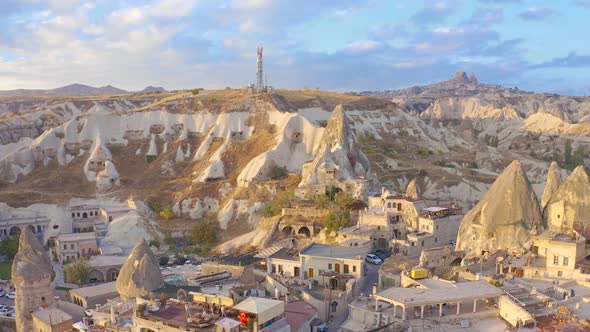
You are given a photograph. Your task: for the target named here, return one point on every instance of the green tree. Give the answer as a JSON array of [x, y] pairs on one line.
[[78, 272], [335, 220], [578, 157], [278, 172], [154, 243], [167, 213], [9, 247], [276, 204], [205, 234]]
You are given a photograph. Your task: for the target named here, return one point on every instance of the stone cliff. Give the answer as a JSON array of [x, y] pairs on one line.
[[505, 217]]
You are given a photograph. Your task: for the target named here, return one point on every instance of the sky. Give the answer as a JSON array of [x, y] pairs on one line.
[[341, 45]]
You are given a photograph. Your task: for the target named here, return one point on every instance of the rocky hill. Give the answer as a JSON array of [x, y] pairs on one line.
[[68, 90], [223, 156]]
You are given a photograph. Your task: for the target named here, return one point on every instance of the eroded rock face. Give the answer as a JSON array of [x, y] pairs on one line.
________________________________________
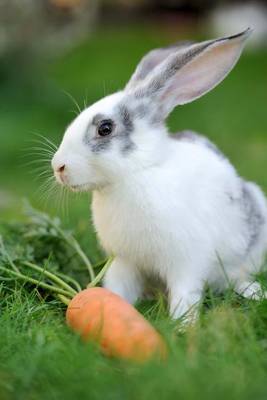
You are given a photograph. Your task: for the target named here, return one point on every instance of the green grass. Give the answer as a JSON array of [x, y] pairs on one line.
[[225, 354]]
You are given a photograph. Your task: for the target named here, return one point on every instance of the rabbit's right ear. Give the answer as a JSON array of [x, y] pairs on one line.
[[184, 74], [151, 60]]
________________________________________
What is asked - Reproduce the lines from the line containing "of the rabbit's" through the line containing "[[184, 74], [151, 60]]", inclusive, and nothing else.

Reply to the task -
You are given a photograph. Your task: for the target named here, return one point on every instance of the rabbit's right ear. Give the answer as a JSON array of [x, y] pairs on one line.
[[184, 74], [151, 60]]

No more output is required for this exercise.